• [求められる内容]
インタビュー抜粋の「だから農業を捨てるということ」から「坂田 ドイツはどうですか。」までを、一字も変えずにすべて書き写すこと。

• [ページ抜粋]
◆ ◆ ◆

インタビュー JAグループに期待すること
女性の力を取り込み違う目線で考えることも

永田 宏 三井物産(株)代表取締役副社長
聞き手:坂田 正通 本紙論説委員

 フランスで三井物産に入社し、ヨーロッパ、アメリカで活躍されてきた永田宏三井物産(株)副社長に、ヨーロッパと日本の農業の違い、商社の仕事を通じてどのように日本農業やJAをみているのか、そしてJAグループに何を期待するのかなどを忌憚なく語ってもらった。聞き手は本紙論説委員の坂田正通。

◆農業を早く変えようとは考えていないEU諸国

永田 宏氏
 ながた ひろし
 昭和16年生まれ。早稲田大学第一法学部卒業。昭和45年 三井物産フランス(株)入社。46年三井物産(株)本店業務部へ。57年4月 米国三井物産(株)ニューヨーク本店肥料部長。61年 三井物産本店肥料部輸入第一室長。平成3年 同社無機・肥料本部肥料部長。6年 同社無機・肥料本部長。8年 同社取締役無機・肥料本部長。11年 同社常務取締役、欧州三井物産(株)社長兼英国三井物産(株)社長兼欧州三井物産インターナショナル(有)会長。13年 同社代表取締役専務取締役。14年 同社代表取締役副社長執行役員(化学品、アジア担当)に就任し現在に至る。

 坂田 欧州三井物産(株)の社長をされておられましたが、ヨーロッパ全体をみておられたのですか。

 永田 西欧、中欧そしてアフリカの地域をみていました。

 坂田 ヨーロッパの農業をご覧になった印象はどうですか。

 永田 一言でEUといっても国ごとに特色があります。例えば英国では、製造業はGDPの20%を切っています。農業に関しては、気候が良くないこともあって、牧草地が多く、牧畜業に根強いものがありますね。その他、小麦、養鶏も多いですね。
 農業生産をあげて農業を守っていくというよりも、国自身の中に農業が文化として構成要因として入り込んでいると思います。都会に住んでいる人も、できれば都会に家があってなおかつ地方に家を持ち、自然の中で土地柄の農産物をつくり、牧場を持ちたいというコンセプトがあるわけです。
 だから農業を捨てるということは、彼らの人間性を捨てることになるわけです。生活が、農業とか自然と密着型になっていると思いますね。
 フランスは地方地方の特色があって、地方に行けば行くほどその地方の産物とか特産品とかが尊重され、それを求めて人が来たり、そういうものがあるからセカンドハウスを持っていたりしていますね。だから、金曜日の午後になると都市からの大脱出が始まりますよ。

 坂田 フランスが平気でアメリカの方針を批判できるのは、農業基盤がしっかりしているからではないかと思いますね。

 永田 フランスは農業だけではなく、工業品を含めて自給自足率が高いですね。食料品では大豆とかなたねなど油脂原料の輸入をしていますが、フランスパンを作るには自国の小麦が一番だと思っているように、自国産の農産物を大事にしますね。

 坂田 ドイツはどうですか。

 永田 気候的な問題もあって加工食品は輸入が多いですね。小麦と馬鈴薯が基本的な作物で南のほうでブドウやリンゴなどの果樹をつくっていますね。

 坂田 ヨーロッパは、ゆっくりしている感じですね。

◆ ◆ ◆

• [提供資料]

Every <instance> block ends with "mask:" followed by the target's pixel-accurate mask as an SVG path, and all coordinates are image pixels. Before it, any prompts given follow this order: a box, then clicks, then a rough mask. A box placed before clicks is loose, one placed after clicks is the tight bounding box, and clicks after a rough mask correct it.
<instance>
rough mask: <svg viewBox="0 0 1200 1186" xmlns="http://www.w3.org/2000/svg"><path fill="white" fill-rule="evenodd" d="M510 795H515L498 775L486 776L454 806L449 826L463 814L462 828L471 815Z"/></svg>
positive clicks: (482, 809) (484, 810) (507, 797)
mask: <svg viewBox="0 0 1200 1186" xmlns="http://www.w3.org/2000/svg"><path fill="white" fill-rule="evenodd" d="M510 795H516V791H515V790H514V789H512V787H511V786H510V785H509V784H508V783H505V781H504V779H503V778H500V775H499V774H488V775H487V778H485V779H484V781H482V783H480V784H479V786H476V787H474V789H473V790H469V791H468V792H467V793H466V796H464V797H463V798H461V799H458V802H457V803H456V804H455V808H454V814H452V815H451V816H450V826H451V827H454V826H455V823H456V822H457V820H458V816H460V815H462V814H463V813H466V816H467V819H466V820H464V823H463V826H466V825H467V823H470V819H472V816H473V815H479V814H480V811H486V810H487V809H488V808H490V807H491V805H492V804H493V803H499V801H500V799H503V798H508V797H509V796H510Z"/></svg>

◆ ◆ ◆

• [解答の出力]
だから農業を捨てるということは、彼らの人間性を捨てることになるわけです。生活が、農業とか自然と密着型になっていると思いますね。
 フランスは地方地方の特色があって、地方に行けば行くほどその地方の産物とか特産品とかが尊重され、それを求めて人が来たり、そういうものがあるからセカンドハウスを持っていたりしていますね。だから、金曜日の午後になると都市からの大脱出が始まりますよ。

 坂田 フランスが平気でアメリカの方針を批判できるのは、農業基盤がしっかりしているからではないかと思いますね。

 永田 フランスは農業だけではなく、工業品を含めて自給自足率が高いですね。食料品では大豆とかなたねなど油脂原料の輸入をしていますが、フランスパンを作るには自国の小麦が一番だと思っているように、自国産の農産物を大事にしますね。

 坂田 ドイツはどうですか。